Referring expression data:
▽

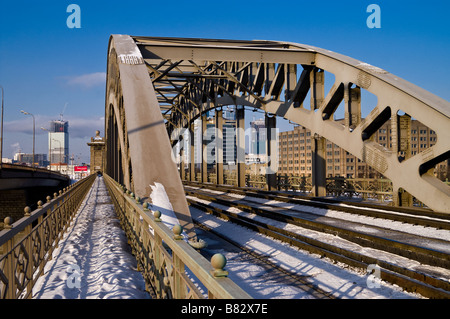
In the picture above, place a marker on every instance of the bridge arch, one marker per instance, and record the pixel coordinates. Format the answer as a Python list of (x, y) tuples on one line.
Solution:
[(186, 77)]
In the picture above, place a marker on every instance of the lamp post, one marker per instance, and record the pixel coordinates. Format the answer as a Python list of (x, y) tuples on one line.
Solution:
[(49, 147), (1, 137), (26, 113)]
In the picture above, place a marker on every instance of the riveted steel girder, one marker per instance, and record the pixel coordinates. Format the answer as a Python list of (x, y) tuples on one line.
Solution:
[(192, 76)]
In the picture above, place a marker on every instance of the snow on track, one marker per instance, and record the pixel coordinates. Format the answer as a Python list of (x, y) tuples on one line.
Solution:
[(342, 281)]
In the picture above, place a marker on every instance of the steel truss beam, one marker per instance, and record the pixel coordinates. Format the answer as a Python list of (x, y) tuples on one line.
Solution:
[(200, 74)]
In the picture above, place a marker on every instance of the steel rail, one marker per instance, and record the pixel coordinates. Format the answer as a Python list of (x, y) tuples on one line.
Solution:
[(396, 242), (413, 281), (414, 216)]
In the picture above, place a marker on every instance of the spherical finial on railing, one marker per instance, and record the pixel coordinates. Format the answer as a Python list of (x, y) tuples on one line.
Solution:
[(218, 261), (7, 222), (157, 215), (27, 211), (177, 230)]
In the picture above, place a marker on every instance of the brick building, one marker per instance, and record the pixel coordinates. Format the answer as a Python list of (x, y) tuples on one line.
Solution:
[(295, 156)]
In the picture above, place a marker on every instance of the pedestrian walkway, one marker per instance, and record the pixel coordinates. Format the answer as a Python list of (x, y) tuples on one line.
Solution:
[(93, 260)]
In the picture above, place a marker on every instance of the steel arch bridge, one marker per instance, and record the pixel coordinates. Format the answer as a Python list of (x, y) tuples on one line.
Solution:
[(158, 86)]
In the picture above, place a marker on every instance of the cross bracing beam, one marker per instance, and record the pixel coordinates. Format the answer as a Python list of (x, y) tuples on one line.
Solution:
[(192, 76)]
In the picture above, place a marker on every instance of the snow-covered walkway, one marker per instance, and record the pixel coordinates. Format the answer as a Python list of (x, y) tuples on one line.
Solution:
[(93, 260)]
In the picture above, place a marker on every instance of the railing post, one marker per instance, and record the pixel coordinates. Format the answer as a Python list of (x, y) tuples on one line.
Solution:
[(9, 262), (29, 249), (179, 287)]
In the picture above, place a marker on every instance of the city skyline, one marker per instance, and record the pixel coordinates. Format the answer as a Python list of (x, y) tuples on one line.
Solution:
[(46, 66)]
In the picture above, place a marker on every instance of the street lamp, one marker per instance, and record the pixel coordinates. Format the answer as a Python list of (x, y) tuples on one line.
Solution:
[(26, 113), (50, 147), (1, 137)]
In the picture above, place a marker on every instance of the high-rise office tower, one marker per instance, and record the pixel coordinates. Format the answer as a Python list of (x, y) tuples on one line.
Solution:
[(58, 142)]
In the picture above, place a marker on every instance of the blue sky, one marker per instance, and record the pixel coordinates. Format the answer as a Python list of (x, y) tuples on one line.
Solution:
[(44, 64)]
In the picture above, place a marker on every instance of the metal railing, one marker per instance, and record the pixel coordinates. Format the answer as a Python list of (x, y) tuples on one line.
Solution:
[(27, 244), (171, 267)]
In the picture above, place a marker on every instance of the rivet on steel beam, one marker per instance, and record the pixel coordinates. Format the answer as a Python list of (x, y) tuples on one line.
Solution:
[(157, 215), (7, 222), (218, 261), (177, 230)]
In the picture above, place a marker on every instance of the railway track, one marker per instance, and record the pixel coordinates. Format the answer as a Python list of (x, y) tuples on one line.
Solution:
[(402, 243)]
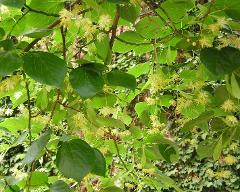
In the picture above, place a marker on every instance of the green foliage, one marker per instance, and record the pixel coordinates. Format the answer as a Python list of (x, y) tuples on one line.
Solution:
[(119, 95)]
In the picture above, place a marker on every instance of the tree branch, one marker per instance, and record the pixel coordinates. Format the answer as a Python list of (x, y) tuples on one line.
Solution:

△

_Prompt_: Copy out the records exactly; the pictures stay behind.

_Reply to the exercise_:
In the picture above, place a marker on every instance of the bridge arch, one marker per instance, and record the pixel coordinates. Format the answer as a Python list of (x, y) tuples on one line.
Solution:
[(186, 77)]
In the picture above, place a marker on every instance of the lamp post, one marker per instance, and record the pixel coordinates. Format the answer as a Python list of (x, y) tuples on one line.
Solution:
[(49, 147), (1, 137), (26, 113)]
In the picture above, place a marker on every instance of the riveted steel girder, one marker per instance, and record the pixel coordinates. Format the answer as a Python list of (x, y) tuples on one line.
Solution:
[(192, 76)]
In the picture above, place a marker on every instance of the snow on track, one marker per instance, and record the pixel coordinates. Format the answer as a Python list of (x, y) tuples on one line.
Solution:
[(342, 281)]
In the picture above, place a marker on every instance of the steel truss beam, one marker per instance, and record the pixel coordinates. Format the answer as a Python list of (x, y) tuples on one line.
Solution:
[(200, 74)]
In the picture above, place a marker on every instance of the steel rail, one marker per instance, and record the pixel coordinates. Format the answer as a Python list of (x, y) tuples on one line.
Solution:
[(396, 242), (413, 281), (414, 216)]
In the picture above, place a marker on every instance of the spherical finial on railing, one marker per instance, and record the pixel coordinates. Format the answer as a Python list of (x, y) tuples on one line.
Solution:
[(218, 261), (7, 222), (157, 215), (27, 211), (177, 230)]
In the picture above, place a marker on every instance of the brick building, one marker per instance, and record the pixel coordinates. Format the answer as a Python list of (x, y) tuples on one line.
Solution:
[(295, 156)]
In the picture above, place a marker on every instance of the pedestrian walkway, one marker per instance, and record the pixel coordinates. Format the answer as a Python list of (x, y) tuples on one line.
Solution:
[(93, 260)]
In the picture above, place a marker on every instance of the steel arch bridge, one marker per instance, and record the pixel coordinates. Format the answer as a Python list of (x, y) tuples on one line.
Solution:
[(158, 86)]
In the picture above, place a marker on every instance of the cross bracing beam, one marker per instance, and record the pixel coordinates. Format the answer as a Python list of (x, y) tuples on one line.
Solution:
[(192, 76)]
In the picture above, place a marker on every instance of the snow-covered walkway, one marker per instance, and record the pixel coordinates. Format the answer as a Python list of (x, y) tuples on one line.
Solution:
[(93, 260)]
In the picture above, place a marker on every instance of the railing post, one marker per instance, and record the pixel coordinates. Format the answer as a Python list of (x, y) tuples on one line.
Solution:
[(9, 262), (29, 249), (179, 287)]
In the picture above, place a marker on every instance of the city skyline, one marker per instance, and record the pixel coordinates. Format the answer as a Python list of (x, y) tuples on one line.
Solution:
[(46, 66)]
In the picture above, place a marker on every instance of the street lamp, one marker per instance, and record the pixel coordinates. Format the answer as a Python list of (x, y) tuples on one line.
Solution:
[(26, 113), (50, 147), (1, 137)]
In the picture above, place a marker on every instance of the high-rise office tower, one marker per instance, and record the pixel coordinates. Format the answer as a Python list of (x, y) tuples on one line.
Solution:
[(58, 142)]
In the picture above, place a marker on every instance of the blue sky, one marker per instance, and record the pixel coordinates. Format the answer as a Python list of (x, y) tuples on one line.
Solution:
[(44, 64)]
In the picture above, place a marker on every instance of the metal railing, one marker per instance, and record the pixel coordinates. Format the answer as a Python list of (x, y) tuples on one line.
Solution:
[(27, 244), (171, 267)]
In the picture above, place a marker on every instance of the rivet on steel beam, one marker per instance, and record the pixel coordinates. Format the answer as a Python list of (x, y) tuples on one line.
Solution:
[(157, 215), (7, 222), (218, 261), (177, 230)]
In the picture above, place a marker on every instance of the railway track, one marker per instance, and record the pixel coordinates. Format the answer as a Python list of (x, y) tuples on one line.
Solution:
[(402, 243)]
In the picture above, place a marker on every instance of the green foliage, one marker per instance, and record the pixel coordinates. Format the answer as a Python list of (x, y) tuples on one line.
Solution:
[(119, 95)]
In the picture above, place a marker on every instance of the tree branch, one marker per instance, and record the pixel coordinates. Format the answer as a Python list of (x, y) tuples on one line.
Solution:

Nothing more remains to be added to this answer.